EXTRACTED RECORDS =>
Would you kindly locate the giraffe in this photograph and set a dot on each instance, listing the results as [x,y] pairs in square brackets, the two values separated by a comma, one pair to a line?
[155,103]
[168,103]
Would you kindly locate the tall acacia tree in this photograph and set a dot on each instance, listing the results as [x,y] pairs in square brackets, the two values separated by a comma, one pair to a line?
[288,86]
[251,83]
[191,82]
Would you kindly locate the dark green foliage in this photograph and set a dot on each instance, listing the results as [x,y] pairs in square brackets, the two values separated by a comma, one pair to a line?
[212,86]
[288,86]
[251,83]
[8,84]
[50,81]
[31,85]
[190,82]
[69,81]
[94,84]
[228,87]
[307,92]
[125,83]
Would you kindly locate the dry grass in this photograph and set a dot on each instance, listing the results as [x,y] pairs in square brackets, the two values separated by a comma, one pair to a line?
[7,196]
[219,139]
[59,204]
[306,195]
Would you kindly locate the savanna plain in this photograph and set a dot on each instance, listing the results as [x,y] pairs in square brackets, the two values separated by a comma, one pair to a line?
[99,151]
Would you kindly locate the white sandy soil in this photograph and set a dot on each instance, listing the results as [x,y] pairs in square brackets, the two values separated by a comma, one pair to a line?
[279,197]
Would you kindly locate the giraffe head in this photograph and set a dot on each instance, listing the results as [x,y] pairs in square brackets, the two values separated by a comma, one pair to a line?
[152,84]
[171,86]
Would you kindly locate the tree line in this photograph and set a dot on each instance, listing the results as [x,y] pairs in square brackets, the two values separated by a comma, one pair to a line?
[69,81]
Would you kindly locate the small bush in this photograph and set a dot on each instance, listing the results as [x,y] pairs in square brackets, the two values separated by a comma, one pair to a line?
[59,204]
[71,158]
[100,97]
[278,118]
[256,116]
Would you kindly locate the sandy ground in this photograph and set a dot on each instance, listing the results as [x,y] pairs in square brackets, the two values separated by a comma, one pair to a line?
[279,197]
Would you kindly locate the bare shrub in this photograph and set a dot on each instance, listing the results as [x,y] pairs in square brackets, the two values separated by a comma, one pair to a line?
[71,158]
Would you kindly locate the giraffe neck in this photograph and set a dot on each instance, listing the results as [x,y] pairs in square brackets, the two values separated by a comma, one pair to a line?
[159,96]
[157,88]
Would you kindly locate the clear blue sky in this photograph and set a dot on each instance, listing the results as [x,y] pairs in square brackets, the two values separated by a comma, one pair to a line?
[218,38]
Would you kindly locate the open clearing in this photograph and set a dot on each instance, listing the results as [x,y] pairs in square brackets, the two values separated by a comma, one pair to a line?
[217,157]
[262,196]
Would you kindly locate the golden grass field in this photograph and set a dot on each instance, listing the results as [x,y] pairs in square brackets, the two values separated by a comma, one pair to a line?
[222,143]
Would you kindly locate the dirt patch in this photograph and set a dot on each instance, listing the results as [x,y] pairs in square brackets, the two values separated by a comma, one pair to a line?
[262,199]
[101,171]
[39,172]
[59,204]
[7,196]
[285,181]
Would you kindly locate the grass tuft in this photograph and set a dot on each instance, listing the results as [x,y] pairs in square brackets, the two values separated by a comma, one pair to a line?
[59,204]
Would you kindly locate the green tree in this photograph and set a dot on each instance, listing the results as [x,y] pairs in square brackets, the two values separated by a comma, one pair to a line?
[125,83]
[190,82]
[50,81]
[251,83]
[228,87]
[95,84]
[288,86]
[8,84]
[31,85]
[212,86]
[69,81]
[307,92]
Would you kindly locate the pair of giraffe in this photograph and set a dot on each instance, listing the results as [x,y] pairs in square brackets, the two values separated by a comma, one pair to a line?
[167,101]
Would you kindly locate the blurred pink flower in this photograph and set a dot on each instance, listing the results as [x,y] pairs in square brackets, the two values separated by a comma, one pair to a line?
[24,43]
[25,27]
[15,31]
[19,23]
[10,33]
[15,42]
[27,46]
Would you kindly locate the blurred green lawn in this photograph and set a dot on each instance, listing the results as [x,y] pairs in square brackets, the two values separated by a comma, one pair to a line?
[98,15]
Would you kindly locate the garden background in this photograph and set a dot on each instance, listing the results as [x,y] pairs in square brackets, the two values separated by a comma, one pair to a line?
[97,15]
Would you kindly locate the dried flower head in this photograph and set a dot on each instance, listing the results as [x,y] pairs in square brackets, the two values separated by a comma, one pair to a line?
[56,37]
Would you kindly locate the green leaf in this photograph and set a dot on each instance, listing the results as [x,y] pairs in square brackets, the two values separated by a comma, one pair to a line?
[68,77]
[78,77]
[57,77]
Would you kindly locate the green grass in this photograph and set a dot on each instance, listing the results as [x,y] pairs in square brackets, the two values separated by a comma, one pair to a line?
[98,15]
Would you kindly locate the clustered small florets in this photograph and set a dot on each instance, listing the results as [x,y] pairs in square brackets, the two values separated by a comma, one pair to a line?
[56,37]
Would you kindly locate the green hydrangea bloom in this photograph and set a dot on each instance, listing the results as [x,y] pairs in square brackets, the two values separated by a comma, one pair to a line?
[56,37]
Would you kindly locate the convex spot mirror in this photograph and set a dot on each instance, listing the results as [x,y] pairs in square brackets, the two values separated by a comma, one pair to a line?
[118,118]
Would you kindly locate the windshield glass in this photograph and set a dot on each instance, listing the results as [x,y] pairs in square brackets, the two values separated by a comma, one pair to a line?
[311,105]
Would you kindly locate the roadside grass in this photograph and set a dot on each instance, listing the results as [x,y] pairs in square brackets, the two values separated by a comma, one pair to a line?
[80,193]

STATED EXERCISE => Format the lines above as a JSON list of strings, with one string for each line and blank lines omitted.

RESULT OF THE TASK =>
[
  "Would you kindly locate the giraffe in this photograph and set a dot on each instance, listing the results as [x,y] pairs in square brackets, the two values separated by a comma, one pair to a line?",
  "[155,103]",
  "[168,103]",
  "Would you kindly locate the tall acacia tree in this photograph and set a dot on each instance, listing the results as [x,y] pairs in square brackets, the two values separated by a comma, one pair to a line?",
  "[288,86]",
  "[251,83]",
  "[191,82]",
  "Would you kindly locate the dark green foliage in this photograph and set a dot on each instance, listing the results as [x,y] pairs in square brackets, the two values separated by a comma, one pair to a line?",
  "[212,86]",
  "[288,86]",
  "[251,83]",
  "[8,84]",
  "[50,81]",
  "[31,85]",
  "[190,82]",
  "[69,81]",
  "[94,84]",
  "[228,87]",
  "[307,92]",
  "[125,83]",
  "Would you kindly locate the dry grass in this photograph and set a dot on each instance, listing the results as [x,y] pairs in square brackets, the two values separated by a comma, one pair to a line?",
  "[7,196]",
  "[219,139]",
  "[59,204]",
  "[306,195]",
  "Would you kindly locate the savanna plain in this photograph and set a dot on each instance, listing the results as [x,y] pairs in square brackets, the two values separated by a comma, one pair to a line?",
  "[99,151]",
  "Would you kindly locate the white sandy soil in this photograph and set a dot on each instance, listing the results as [x,y] pairs in square brackets, the two values separated by a comma, one pair to a line?",
  "[279,197]",
  "Would you kindly locate the giraffe head in this photograph and set a dot on each instance, listing the results as [x,y] pairs in square brackets, the two values separated by a comma, one pair to a line?",
  "[152,84]",
  "[171,86]",
  "Would you kindly locate the tree line in this photograph and set a dot on each instance, listing the results as [x,y] pairs in square brackets, the two values separated by a comma, one pair to a line?",
  "[69,81]",
  "Would you kindly locate the small bush in this photograph and set a dot on each instance, listing the results as [x,y] pairs in square brackets, the two values separated by a comma, one pair to a line?",
  "[59,204]",
  "[71,158]",
  "[100,97]",
  "[278,118]",
  "[256,116]",
  "Would you kindly locate the sandy ground in this photograph and set a dot on each instance, listing the results as [x,y] pairs in square brackets, the two values separated by a comma, one pair to a line?",
  "[279,197]",
  "Would you kindly locate the bare shrub in this photograph and set a dot on each instance, listing the results as [x,y] pairs in square brackets, the two values separated by a comma, one pair to a line?",
  "[71,158]",
  "Would you kindly locate the giraffe neck in this photograph and set a dot on each instance, listing the results as [x,y] pairs in square brackets, the two values separated by a comma, one pair to a line?",
  "[159,96]",
  "[157,88]",
  "Would you kindly locate the clear blue sky in this photograph and set a dot on each instance, listing the results as [x,y] pairs in square brackets, the two values separated by a comma, one pair to a line?",
  "[218,38]",
  "Would you kindly locate the open clearing in this photograph and set a dot on each instance, listing the results as [x,y] pairs in square brackets, the two values separated by a comma, one pair to a line?",
  "[217,157]",
  "[262,196]",
  "Would you kindly locate the golden grass field in this photograph and set a dot on each instance, listing the results as [x,y] pairs in square brackets, the two values separated by a comma, one pair to a line?",
  "[222,143]",
  "Would you kindly locate the dirt patch in this photograph and set a dot on each instance, listing the results as [x,y] pairs in square brackets, the two values separated by a comma, one pair to a line?",
  "[262,199]",
  "[101,171]",
  "[39,172]",
  "[59,204]",
  "[7,196]",
  "[285,181]",
  "Would you kindly locate the grass tuft in this photograph and set a dot on each instance, listing the results as [x,y] pairs in square brackets, the two values separated by a comma, one pair to a line?",
  "[59,204]",
  "Would you kindly locate the green tree in this photograph and set a dot on each instance, listing the results as [x,y] pairs in square brackets, the two values separated by a comma, one pair to a line?",
  "[125,83]",
  "[190,82]",
  "[50,81]",
  "[251,83]",
  "[228,87]",
  "[95,84]",
  "[288,86]",
  "[8,84]",
  "[31,85]",
  "[212,86]",
  "[69,81]",
  "[307,92]",
  "Would you kindly locate the pair of giraffe in this photograph and set a dot on each instance, listing the results as [x,y] pairs in square brackets, the two values separated by a comma, one pair to a line?",
  "[167,101]",
  "Would you kindly locate the blurred pink flower in this photograph and set a dot on each instance, listing the results as [x,y] pairs in square brackets, the two values separated by a comma, one pair to a line?",
  "[24,43]",
  "[25,27]",
  "[15,31]",
  "[19,23]",
  "[10,33]",
  "[15,42]",
  "[27,46]",
  "Would you kindly locate the blurred green lawn in this photograph and set a dot on each instance, listing the results as [x,y] pairs in square brackets, the two values separated by a comma, one pair to a line?",
  "[98,15]",
  "Would you kindly locate the garden background in this photograph and set a dot on each instance, listing the results as [x,y] pairs in square brackets, the two values separated by a comma, one pair to a line?",
  "[97,15]",
  "Would you kindly locate the dried flower head in this photograph and set a dot on each instance, listing the results as [x,y] pairs in square brackets, the two values separated by a comma, one pair to a line?",
  "[56,37]",
  "Would you kindly locate the green leaf in this photograph and set a dot on each instance, listing the results as [x,y] pairs in square brackets, the two values separated by a comma, one pair to a line?",
  "[68,77]",
  "[78,77]",
  "[57,77]",
  "Would you kindly locate the green grass in this photograph and set a dot on each instance, listing the results as [x,y] pairs in square brackets, the two values separated by a comma, one pair to a line?",
  "[98,15]",
  "Would you kindly locate the clustered small florets in this photograph and set a dot on each instance, listing the results as [x,y] pairs in square brackets, the two values separated by a comma, one pair to a line?",
  "[56,37]",
  "Would you kindly locate the green hydrangea bloom in this photograph and set a dot on each instance, listing the results as [x,y] pairs in square brackets, the two values separated by a comma, one pair to a line?",
  "[56,37]",
  "Would you kindly locate the convex spot mirror in this photograph and set a dot on each instance, listing the results as [x,y] pairs in square brackets, the two values separated by a comma, one pair to a line?",
  "[118,118]",
  "Would you kindly locate the windshield glass in this photograph and set a dot on each instance, listing the results as [x,y] pairs in square brackets, the two values separated by a comma, one pair to a line?",
  "[311,105]",
  "Would you kindly locate the roadside grass in this photograph and set a dot on each instance, listing the results as [x,y] pairs in square brackets, the two values separated by a comma, one pair to a line?",
  "[80,193]"
]